§ WORK REQUIRED
Copy out every line of the items below that contains the string "black". Treat the match as case-sensitive.

§ TASK INPUTS
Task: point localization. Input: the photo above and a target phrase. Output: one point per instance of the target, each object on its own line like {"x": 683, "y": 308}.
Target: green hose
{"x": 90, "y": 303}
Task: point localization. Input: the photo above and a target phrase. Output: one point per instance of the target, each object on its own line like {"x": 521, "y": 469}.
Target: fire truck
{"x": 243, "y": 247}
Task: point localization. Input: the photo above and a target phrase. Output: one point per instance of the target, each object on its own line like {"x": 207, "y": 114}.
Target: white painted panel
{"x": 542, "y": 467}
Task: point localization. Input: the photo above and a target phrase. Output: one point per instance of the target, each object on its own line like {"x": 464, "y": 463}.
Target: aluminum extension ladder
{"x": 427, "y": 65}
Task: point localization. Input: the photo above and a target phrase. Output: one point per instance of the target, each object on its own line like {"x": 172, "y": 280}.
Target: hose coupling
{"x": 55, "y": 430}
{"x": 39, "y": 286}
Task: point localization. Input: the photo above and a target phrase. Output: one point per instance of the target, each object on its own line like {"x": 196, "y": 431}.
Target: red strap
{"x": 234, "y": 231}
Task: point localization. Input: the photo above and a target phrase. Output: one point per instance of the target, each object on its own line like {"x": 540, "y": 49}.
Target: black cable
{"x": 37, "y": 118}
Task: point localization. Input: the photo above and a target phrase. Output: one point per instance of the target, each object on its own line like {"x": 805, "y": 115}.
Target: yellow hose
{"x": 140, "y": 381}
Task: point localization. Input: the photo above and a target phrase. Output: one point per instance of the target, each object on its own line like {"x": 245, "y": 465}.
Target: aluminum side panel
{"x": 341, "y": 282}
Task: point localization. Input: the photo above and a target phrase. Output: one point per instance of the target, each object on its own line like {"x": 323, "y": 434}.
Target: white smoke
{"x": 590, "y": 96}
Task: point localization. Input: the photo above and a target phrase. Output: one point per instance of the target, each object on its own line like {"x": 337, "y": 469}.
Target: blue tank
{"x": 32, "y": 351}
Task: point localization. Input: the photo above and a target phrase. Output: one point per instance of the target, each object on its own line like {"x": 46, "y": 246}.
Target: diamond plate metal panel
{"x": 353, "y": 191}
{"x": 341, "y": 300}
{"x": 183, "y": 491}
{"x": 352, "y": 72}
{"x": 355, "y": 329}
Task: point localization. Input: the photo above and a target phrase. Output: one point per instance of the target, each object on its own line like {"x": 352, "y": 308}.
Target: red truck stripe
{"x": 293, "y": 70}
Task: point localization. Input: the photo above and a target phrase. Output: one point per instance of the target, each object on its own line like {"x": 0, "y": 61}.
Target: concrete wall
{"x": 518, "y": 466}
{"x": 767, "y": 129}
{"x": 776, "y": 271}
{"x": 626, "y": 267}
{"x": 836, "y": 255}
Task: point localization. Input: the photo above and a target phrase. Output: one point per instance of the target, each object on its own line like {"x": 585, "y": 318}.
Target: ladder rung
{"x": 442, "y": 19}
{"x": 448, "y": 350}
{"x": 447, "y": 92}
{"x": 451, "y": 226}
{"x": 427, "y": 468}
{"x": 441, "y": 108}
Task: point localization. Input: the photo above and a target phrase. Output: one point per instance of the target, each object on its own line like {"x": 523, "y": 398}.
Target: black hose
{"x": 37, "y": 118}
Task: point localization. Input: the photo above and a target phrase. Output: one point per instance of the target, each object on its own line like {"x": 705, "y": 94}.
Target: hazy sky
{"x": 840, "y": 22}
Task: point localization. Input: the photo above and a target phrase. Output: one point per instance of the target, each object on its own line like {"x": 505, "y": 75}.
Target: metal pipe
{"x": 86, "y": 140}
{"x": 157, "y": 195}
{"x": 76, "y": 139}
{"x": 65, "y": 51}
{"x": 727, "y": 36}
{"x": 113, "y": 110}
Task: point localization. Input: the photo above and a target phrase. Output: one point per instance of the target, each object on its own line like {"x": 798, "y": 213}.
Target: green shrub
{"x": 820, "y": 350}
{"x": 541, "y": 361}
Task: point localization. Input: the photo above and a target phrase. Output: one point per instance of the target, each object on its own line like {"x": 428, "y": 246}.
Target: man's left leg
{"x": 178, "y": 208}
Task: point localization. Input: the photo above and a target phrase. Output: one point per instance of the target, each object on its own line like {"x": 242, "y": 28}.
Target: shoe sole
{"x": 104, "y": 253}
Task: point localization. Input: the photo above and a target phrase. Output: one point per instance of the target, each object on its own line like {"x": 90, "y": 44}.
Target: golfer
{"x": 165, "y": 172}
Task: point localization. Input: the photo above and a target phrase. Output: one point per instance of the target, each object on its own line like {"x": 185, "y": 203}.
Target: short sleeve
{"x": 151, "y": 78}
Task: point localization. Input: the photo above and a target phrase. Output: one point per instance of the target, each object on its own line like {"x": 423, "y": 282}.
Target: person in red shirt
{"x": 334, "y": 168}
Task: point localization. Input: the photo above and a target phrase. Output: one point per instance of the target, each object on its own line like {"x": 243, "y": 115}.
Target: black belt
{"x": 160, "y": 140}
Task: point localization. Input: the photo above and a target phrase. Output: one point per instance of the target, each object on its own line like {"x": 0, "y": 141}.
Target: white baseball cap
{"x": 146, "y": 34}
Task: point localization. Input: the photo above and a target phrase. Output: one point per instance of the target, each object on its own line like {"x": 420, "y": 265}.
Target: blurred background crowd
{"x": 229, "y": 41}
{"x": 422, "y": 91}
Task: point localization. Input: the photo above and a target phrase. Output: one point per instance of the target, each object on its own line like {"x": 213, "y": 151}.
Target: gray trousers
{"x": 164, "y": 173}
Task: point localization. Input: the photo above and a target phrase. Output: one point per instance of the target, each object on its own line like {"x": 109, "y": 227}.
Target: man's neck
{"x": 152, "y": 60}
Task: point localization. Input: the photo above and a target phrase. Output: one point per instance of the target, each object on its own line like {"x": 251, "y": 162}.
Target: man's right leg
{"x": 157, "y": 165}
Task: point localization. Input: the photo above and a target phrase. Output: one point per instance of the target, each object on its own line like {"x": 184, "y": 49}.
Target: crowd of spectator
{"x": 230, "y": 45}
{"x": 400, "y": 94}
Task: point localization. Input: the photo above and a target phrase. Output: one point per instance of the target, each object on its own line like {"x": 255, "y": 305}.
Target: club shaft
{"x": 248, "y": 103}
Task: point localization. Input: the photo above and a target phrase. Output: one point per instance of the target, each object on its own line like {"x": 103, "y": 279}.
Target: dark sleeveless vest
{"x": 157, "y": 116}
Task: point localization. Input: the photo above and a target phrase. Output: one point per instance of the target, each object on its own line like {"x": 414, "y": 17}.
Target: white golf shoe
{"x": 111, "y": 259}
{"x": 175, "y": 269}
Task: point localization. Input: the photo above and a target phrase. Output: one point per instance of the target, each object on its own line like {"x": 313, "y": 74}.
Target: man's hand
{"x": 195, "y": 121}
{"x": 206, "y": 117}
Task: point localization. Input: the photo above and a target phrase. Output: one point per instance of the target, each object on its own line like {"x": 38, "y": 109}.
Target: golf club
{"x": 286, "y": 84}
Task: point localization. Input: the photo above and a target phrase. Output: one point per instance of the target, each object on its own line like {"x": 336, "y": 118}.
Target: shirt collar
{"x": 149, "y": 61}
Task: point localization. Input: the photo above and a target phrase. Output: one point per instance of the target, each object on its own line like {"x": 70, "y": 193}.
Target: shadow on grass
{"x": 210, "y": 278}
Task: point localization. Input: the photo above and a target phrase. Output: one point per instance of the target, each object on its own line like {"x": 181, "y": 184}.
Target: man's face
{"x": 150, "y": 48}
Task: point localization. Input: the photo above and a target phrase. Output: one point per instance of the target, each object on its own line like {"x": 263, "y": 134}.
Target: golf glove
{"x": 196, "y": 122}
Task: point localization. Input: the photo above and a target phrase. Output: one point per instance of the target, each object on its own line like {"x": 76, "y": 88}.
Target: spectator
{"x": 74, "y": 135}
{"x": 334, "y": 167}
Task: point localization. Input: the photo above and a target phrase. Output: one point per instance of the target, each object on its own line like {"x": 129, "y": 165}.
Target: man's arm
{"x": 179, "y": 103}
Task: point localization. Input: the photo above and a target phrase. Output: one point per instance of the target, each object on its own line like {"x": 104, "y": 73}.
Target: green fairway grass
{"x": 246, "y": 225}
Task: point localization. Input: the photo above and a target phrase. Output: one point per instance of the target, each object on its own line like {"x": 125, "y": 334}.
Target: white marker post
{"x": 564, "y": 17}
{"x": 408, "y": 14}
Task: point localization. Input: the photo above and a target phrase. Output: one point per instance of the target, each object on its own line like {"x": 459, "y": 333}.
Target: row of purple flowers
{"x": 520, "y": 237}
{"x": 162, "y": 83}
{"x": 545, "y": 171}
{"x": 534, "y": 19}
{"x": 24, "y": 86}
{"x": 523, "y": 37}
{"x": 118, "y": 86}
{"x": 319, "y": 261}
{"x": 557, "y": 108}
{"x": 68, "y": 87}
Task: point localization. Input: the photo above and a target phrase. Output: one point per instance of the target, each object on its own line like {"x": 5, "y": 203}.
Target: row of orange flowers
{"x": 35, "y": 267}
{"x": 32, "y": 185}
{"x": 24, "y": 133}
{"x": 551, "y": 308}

§ FINISHED TASK
Target: black cable
Target: black hose
Target: black belt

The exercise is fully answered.